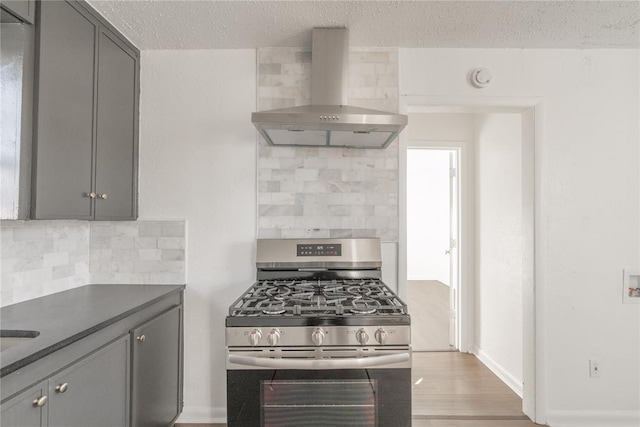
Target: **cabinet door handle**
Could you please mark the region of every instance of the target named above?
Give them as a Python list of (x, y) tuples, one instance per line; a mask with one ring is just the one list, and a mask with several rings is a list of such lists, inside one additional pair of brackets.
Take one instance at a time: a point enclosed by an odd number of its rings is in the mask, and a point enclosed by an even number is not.
[(39, 397), (33, 401), (33, 406), (35, 406), (36, 408), (42, 408), (46, 404), (47, 404), (47, 396)]
[(64, 393), (65, 391), (67, 391), (68, 388), (69, 388), (69, 383), (58, 384), (56, 386), (56, 392)]

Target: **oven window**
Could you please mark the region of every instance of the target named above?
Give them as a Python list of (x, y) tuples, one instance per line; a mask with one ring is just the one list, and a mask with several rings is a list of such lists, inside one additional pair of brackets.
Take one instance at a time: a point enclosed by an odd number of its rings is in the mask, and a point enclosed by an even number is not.
[(262, 381), (264, 427), (375, 427), (377, 380)]

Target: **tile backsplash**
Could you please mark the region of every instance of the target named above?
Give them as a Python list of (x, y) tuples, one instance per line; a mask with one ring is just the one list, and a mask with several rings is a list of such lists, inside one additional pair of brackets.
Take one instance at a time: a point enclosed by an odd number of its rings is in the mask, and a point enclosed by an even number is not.
[[(259, 52), (259, 109), (310, 103), (311, 54)], [(349, 104), (398, 110), (397, 49), (351, 48)], [(258, 156), (258, 236), (398, 240), (398, 142), (383, 150), (271, 147)]]
[(95, 283), (185, 283), (186, 223), (1, 221), (0, 306)]

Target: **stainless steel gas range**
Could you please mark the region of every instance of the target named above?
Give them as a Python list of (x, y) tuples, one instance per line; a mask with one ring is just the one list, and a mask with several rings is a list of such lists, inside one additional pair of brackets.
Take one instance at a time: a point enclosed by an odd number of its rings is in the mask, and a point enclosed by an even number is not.
[(258, 240), (226, 318), (229, 427), (411, 425), (407, 306), (378, 239)]

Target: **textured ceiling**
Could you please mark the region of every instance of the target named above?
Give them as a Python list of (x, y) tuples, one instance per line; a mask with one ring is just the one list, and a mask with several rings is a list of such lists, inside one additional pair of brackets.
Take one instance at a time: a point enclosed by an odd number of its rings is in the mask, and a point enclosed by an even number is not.
[(140, 49), (308, 47), (336, 26), (361, 47), (640, 47), (640, 0), (89, 3)]

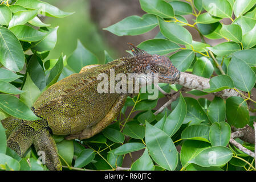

* * * * * * * * *

Work required: Put every line of the records above into a Markdown table with the columns "No." and "Text", numbering the rows in order and skipping blank lines. Leave the pictures out of the table.

Response to this task:
| No. | Text |
|---|---|
| 1 | Target: **cabinet door handle** |
| 2 | Could you please mark the region of every instance of the target named above? |
| 3 | Give them as a Python list of (x, y) tuples, one instance per line; a mask with one ring is just the one list, and a mask with several rings is a list of such lists, inside one additional pair of brackets. |
| 4 | Take one instance at a time: a point enclosed by an odd number of its rings is in the mask, and a point enclosed by an even number is not. |
| 5 | [(39, 397), (33, 401), (33, 406), (35, 406), (36, 408), (42, 408), (46, 404), (47, 404), (47, 396)] |
| 6 | [(64, 393), (65, 391), (67, 391), (68, 388), (69, 388), (69, 383), (58, 384), (56, 386), (56, 392)] |
| 7 | Target: **oven window** |
| 8 | Could you please mark the region of every instance of the target named above? |
| 9 | Give them as a Python list of (x, y) tuples, one instance per line; a mask with one ring is just the one list, and a mask with several rings is a list of such lists, inside one additional pair of brackets. |
| 10 | Take one instance at a time: a point enclosed by an odd number of its rings is in the mask, and a point enclosed by an even number is not. |
| 11 | [(262, 381), (264, 427), (375, 427), (377, 380)] |
| 12 | Target: **tile backsplash** |
| 13 | Could you please mark the region of every instance of the target named above? |
| 14 | Give them as a Python list of (x, y) tuples, one instance per line; a mask with one ring is just the one list, and a mask with several rings is a list of such lists, inside one additional pair of brackets. |
| 15 | Take one instance at a time: a point enclosed by an odd number of its rings is in the mask, and a point enclosed by an even number is not. |
| 16 | [[(259, 52), (259, 109), (310, 103), (311, 54)], [(349, 104), (398, 110), (397, 49), (351, 48)], [(258, 156), (258, 236), (398, 240), (398, 142), (383, 150), (271, 147)]] |
| 17 | [(95, 283), (185, 283), (186, 223), (1, 221), (0, 306)] |
| 18 | Target: **stainless steel gas range** |
| 19 | Could you please mark the region of every instance of the target named above? |
| 20 | Give them as a Python list of (x, y) tuples, one instance per line; a mask with one ring is just the one list, and a mask with several rings is a list of such lists, inside one additional pair of brackets. |
| 21 | Take one instance at a time: a point enclosed by an odd number of its rings is in the mask, and a point enclosed by an even number is not. |
| 22 | [(258, 240), (226, 318), (229, 427), (411, 425), (407, 306), (378, 239)] |
| 23 | Target: **textured ceiling** |
| 24 | Could you please mark the region of every instance of the target named above? |
| 25 | Give them as a Python list of (x, y) tuples, one instance per line; a mask with one ring is just the one list, and a mask with several rings is a list of such lists, inside one additional pair of brackets. |
| 26 | Take one instance at a time: a point enclosed by an odd number of its rings is in the mask, and a point enclosed by an even number is not. |
| 27 | [(140, 49), (308, 47), (336, 26), (361, 47), (640, 47), (640, 0), (89, 3)] |